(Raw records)
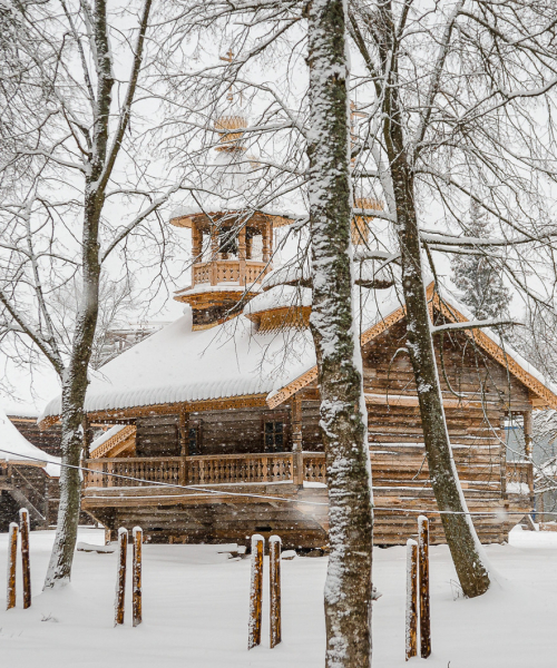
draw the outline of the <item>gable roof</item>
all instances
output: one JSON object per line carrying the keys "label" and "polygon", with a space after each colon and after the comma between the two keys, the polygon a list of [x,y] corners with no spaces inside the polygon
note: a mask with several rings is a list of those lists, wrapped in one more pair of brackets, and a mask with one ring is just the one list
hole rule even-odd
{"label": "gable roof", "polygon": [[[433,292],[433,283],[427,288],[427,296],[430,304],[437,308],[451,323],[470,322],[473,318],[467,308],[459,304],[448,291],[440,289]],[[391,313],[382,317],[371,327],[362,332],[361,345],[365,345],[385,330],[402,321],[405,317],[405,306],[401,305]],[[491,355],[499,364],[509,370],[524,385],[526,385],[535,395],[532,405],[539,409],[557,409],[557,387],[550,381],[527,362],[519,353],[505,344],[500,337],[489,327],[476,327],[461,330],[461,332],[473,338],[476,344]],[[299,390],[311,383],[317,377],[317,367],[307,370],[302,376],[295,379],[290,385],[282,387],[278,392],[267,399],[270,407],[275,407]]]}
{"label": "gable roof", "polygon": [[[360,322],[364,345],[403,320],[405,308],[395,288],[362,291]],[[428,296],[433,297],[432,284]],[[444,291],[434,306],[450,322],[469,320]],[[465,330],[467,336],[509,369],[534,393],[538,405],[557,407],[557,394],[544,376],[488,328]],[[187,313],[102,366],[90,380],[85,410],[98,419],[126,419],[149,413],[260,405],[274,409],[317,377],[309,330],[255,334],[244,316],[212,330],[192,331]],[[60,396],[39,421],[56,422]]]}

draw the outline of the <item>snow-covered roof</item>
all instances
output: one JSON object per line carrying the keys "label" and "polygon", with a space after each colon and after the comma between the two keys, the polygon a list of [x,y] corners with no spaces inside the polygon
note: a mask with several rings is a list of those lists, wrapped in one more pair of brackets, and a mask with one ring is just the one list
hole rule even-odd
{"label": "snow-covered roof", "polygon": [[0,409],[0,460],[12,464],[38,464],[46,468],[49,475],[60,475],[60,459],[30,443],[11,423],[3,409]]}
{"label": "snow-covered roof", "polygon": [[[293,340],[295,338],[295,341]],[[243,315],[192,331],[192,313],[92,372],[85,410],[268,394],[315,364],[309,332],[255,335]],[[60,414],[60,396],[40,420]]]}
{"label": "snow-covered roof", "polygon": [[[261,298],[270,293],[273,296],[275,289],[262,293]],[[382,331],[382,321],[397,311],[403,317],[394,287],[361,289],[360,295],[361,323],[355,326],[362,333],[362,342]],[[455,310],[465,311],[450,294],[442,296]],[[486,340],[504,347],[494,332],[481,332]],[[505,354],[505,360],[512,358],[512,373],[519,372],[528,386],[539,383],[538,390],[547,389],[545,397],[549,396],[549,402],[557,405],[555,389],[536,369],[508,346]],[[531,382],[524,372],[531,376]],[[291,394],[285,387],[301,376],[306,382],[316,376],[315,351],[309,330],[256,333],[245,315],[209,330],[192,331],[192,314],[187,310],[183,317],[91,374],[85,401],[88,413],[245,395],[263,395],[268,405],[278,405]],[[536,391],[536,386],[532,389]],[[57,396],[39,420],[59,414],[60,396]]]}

---

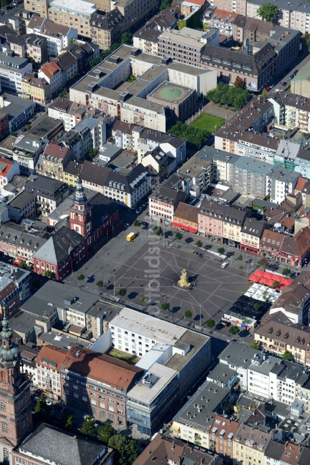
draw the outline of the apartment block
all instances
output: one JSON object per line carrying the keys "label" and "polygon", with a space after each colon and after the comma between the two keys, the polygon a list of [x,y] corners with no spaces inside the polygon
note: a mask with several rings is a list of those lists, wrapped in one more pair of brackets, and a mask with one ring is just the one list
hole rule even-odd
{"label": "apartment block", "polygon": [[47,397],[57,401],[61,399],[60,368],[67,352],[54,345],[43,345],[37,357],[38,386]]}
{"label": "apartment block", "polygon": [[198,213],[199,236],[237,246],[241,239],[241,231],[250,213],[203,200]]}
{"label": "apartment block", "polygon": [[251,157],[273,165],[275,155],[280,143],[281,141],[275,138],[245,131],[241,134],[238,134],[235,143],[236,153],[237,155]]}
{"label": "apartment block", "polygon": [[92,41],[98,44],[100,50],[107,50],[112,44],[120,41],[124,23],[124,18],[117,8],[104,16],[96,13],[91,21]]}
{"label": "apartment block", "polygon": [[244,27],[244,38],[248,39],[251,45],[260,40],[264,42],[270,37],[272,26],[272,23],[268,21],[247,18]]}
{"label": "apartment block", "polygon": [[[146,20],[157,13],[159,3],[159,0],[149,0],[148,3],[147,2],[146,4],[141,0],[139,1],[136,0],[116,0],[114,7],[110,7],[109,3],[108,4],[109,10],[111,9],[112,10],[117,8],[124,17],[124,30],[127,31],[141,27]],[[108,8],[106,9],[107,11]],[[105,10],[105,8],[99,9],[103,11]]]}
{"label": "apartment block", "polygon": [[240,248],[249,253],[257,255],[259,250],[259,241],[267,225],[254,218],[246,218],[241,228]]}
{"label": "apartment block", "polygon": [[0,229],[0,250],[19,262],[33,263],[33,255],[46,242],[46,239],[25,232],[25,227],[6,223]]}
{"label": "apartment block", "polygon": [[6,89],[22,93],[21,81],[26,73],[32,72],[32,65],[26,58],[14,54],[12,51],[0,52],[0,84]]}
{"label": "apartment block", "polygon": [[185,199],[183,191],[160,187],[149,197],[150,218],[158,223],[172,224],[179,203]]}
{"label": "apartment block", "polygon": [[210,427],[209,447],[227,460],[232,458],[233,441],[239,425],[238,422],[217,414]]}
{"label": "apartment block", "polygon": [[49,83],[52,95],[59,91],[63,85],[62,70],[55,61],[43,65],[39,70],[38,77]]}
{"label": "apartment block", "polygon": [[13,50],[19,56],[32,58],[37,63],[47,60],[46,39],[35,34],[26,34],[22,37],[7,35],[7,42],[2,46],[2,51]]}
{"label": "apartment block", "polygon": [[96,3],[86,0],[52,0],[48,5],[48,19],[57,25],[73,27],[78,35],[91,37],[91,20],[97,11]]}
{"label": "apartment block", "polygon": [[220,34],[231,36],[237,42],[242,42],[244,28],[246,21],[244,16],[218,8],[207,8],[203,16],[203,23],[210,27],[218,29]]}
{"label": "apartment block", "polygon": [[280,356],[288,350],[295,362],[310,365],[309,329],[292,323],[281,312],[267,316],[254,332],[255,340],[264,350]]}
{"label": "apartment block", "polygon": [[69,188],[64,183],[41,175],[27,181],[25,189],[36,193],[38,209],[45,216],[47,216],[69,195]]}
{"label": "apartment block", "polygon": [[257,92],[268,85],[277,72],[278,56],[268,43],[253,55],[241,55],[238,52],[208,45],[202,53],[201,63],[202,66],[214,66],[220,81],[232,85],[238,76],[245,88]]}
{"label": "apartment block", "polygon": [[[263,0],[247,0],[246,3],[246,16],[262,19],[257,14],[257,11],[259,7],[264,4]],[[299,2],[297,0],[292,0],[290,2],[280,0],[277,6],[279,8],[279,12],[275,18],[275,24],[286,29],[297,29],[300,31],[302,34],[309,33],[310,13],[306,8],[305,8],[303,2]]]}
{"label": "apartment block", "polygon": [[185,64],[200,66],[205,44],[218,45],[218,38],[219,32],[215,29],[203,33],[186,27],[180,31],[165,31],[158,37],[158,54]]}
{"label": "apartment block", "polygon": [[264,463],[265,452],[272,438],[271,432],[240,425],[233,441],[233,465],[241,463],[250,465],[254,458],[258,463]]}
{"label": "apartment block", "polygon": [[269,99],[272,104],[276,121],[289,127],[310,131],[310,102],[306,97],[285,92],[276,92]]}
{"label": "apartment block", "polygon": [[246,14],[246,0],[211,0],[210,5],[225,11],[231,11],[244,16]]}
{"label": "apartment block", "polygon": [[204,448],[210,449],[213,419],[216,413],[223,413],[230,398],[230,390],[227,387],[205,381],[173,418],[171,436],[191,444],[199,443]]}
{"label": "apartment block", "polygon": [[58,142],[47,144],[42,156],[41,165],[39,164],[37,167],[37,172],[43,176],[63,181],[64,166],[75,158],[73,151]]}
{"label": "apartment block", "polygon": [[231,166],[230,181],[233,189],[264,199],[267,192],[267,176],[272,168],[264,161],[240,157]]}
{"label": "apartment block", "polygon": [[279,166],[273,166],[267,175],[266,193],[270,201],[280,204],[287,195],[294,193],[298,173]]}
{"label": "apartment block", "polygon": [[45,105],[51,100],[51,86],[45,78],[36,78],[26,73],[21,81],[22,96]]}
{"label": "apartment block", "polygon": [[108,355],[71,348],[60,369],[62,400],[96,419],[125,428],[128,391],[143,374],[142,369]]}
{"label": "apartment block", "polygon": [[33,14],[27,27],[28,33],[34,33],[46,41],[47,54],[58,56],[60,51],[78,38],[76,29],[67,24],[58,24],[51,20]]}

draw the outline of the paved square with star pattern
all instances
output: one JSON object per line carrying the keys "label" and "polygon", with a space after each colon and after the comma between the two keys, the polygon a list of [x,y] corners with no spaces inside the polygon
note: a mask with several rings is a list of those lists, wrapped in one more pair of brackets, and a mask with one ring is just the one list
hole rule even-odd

_Problem details:_
How many lines of the rows above contain the string "outline"? Count them and reply with the number alone.

_Final result:_
4